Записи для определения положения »
- - -
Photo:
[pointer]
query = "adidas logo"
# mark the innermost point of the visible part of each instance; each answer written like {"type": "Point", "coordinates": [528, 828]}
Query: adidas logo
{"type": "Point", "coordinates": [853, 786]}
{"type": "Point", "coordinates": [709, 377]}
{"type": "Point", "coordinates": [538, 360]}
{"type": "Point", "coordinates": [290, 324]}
- - -
ИСХОДНЫЙ ЗАПРОС » Выведите все записи выше строка за строкой, без единого изменения.

РЕШЕНИЕ »
Photo:
[pointer]
query = "adidas logo"
# mark the innermost point of the visible part of each instance; each answer written like {"type": "Point", "coordinates": [528, 828]}
Query: adidas logo
{"type": "Point", "coordinates": [853, 786]}
{"type": "Point", "coordinates": [709, 377]}
{"type": "Point", "coordinates": [538, 360]}
{"type": "Point", "coordinates": [290, 324]}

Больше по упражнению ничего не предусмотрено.